In this section we introduce the spin dependent fracture function, generalizing
what has been done in references \cite{grau,ven}, and we
establish our notation.

In the one photon exchange approximation for the interaction between a lepton
of momentum $l$ and helicity $\lambda$ and a nucleon $N$ of momentum $P$ and
helicity $\lambda '$, the differential cross section for the production of $n$
partons can be written as:
\begin{eqnarray}
\frac{d \sigma^{\lambda \lambda '}}{dx\,dy\,dPS^{(n)}}= \hspace*{130mm}  \\
\sum_{i=q,\bar q , g}\sum _{\lambda ''=\pm 1}\int \frac{d \xi}{\xi} \,
P_{i/N}(\xi,\frac{\lambda ''}{\lambda '}) \,
\frac{\alpha^2}{S_{H}x}\frac{1}{e^2
(2\pi)^{2d}}\left[
Y_M(-g^{\mu\nu})+Y_L \frac{4x^2}{Q^2}P_\mu P_\nu + \lambda  Y_{P}\,
\frac{x}{Q^2}\, i \epsilon^{\mu \nu q P } \right] H_{\mu\nu}(\lambda '')

Problems and tasks
1/ Revise everything in the fracture-function passage from "In this section" down to "establish our notation.", putting "chapter" in place of "section".
2/ Carry the fracture-function passage forward from the point where it stops.
The items that come next are separate material, unrelated to the fracture-function passage.

Records
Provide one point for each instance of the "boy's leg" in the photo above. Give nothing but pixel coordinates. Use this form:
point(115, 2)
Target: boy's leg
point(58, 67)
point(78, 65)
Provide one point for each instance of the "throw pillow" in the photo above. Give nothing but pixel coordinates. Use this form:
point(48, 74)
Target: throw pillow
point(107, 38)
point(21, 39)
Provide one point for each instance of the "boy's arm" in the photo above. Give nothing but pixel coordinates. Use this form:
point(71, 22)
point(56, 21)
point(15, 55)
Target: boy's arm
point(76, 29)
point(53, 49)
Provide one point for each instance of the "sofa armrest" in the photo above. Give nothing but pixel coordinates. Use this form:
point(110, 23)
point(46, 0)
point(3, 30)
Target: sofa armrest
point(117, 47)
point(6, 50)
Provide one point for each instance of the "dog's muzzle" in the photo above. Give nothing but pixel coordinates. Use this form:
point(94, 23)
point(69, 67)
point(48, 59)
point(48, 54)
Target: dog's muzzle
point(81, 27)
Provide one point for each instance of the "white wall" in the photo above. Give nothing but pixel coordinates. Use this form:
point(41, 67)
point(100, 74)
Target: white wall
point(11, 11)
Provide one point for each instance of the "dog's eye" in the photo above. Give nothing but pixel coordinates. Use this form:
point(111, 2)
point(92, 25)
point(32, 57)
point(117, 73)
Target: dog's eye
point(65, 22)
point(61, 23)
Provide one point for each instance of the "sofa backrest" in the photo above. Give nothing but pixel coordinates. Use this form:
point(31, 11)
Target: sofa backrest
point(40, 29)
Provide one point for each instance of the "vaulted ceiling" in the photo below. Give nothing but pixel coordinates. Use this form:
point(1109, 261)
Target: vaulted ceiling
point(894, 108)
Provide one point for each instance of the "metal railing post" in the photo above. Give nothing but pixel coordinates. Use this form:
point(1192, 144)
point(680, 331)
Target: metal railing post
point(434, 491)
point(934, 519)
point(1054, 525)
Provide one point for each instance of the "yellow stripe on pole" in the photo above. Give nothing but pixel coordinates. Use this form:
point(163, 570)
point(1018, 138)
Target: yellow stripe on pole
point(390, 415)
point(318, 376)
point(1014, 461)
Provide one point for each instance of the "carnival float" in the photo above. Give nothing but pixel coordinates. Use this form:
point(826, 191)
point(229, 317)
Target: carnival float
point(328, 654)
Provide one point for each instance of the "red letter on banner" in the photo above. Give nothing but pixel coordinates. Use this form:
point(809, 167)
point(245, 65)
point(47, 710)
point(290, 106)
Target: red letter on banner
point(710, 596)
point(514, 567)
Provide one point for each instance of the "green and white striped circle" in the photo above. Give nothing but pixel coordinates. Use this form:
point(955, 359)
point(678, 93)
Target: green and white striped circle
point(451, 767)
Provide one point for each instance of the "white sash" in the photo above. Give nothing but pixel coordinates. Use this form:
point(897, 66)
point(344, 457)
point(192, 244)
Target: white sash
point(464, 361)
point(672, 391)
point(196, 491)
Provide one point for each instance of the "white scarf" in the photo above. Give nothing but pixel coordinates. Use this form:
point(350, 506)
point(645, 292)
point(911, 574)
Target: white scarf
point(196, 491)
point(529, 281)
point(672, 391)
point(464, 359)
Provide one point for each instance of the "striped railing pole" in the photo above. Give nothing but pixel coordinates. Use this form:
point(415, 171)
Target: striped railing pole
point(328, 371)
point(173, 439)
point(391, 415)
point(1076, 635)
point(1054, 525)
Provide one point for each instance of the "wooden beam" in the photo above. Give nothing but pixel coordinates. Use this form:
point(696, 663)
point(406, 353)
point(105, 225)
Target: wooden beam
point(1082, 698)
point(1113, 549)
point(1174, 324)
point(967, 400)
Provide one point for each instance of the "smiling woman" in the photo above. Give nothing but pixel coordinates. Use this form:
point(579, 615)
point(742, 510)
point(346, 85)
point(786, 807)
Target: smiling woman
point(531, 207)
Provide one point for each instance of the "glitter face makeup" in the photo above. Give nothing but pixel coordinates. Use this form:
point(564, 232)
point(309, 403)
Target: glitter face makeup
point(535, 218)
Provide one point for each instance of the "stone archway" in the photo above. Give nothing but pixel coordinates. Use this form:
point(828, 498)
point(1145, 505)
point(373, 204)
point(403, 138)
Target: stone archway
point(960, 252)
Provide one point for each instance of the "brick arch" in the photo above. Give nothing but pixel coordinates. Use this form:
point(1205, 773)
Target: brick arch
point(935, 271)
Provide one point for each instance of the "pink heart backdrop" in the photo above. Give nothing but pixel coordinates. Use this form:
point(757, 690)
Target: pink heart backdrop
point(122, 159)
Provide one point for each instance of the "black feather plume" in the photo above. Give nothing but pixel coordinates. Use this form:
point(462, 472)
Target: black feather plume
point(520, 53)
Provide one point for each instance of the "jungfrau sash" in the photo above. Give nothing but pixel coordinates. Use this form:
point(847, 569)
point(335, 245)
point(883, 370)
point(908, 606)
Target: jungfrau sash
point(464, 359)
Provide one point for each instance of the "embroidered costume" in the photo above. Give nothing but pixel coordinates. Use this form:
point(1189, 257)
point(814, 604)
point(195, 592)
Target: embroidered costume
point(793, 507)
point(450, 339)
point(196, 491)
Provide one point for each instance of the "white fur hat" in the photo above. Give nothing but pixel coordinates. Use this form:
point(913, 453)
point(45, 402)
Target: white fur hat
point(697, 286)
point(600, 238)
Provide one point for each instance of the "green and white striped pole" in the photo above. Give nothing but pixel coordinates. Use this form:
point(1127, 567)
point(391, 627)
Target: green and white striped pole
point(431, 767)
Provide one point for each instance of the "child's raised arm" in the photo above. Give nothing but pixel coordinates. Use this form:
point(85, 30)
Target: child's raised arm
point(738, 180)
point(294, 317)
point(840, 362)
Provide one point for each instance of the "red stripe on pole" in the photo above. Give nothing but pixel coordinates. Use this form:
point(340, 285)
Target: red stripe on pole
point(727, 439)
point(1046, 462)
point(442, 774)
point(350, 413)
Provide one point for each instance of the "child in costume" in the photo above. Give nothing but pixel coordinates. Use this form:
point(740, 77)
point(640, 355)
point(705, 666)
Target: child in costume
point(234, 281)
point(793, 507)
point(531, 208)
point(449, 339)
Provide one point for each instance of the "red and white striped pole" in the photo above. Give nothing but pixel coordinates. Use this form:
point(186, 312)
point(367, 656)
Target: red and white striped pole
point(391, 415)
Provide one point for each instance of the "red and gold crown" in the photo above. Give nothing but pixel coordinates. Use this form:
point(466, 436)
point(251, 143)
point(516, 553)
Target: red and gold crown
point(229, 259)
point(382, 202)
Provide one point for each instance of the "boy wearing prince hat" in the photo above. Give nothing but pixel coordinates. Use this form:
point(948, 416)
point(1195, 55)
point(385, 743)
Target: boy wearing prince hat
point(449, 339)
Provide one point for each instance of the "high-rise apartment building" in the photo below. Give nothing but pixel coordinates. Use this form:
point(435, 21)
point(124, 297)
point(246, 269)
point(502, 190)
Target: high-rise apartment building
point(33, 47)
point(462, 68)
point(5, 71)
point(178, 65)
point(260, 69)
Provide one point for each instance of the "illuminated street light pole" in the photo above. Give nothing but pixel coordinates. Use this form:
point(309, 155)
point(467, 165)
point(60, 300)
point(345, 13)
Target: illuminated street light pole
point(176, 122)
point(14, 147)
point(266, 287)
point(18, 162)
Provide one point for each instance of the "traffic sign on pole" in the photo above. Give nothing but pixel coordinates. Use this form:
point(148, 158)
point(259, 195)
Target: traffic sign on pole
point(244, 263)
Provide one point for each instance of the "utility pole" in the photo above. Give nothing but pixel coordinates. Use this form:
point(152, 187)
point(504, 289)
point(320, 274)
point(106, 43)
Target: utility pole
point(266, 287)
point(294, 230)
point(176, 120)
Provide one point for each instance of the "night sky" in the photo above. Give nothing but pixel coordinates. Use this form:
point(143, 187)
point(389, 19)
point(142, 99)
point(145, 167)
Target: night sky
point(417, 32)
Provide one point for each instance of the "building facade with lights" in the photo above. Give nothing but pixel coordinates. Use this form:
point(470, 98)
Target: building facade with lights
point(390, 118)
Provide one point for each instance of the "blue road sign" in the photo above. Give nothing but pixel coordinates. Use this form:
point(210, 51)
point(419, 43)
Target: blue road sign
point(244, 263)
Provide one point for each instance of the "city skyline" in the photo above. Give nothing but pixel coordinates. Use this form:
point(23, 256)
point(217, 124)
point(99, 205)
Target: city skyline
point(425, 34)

Task-by-task results
1/
In this chapter we introduce the spin dependent fracture function, generalizing
what has been done in references \cite{grau,ven}, and we
establish our notation.

2/
\nonumber
\end{eqnarray}
where
\begin{equation}
x=\frac{Q^2}{2 P\cdot q} , \ \ \ y=\frac{P\cdot q}{P\cdot l} ,\ \ \ S_H=(P+l)^2
\end{equation}
 being $q$ the transfered momentum ($Q^2=-q^2$) and
 $dPS^{(n)}$  the phase space of $n$  final state partons in $d=4-2 \epsilon$
dimensions.
$P_{i/N}(\xi,\lambda ''/\lambda ')$ is the probability for finding a parton $i$
with
helicity $\lambda ''$ carrying a fraction $\xi$ of the nucleon momentum, and
the kinematical factors appearing in the leptonic tensor are
\begin{eqnarray}
 Y_M=\frac{1+(1-y)^2}{2y^2} \  \ \ \ \ Y_L=\frac{4(1-y)+(1-y)^2}{2y^2}  \ \ \ \
\  Y_P=\frac{2-y}{y}
\end{eqnarray}
The helicity dependent partonic tensor  is defined by
\begin{eqnarray}
H_{\mu\nu}(\lambda'')=M_{\mu}(\lambda '')\, M^{\dagger}_{\nu}(\lambda '')
\end{eqnarray}
where $M_{\mu}$ is the parton-photon matrix element, with the photon
polarization vector
factorized out.

In order to isolate the antisymmetric part of this tensor, which leads to the
polarized structure function, we take the difference between cross sections
with opposite target helicities
\begin{eqnarray}
\Delta \sigma \equiv \sigma^{\lambda +}-\sigma^{\lambda -}
\end{eqnarray}
at variance with the unpolarized case where an average over beam and target
helicities is taken.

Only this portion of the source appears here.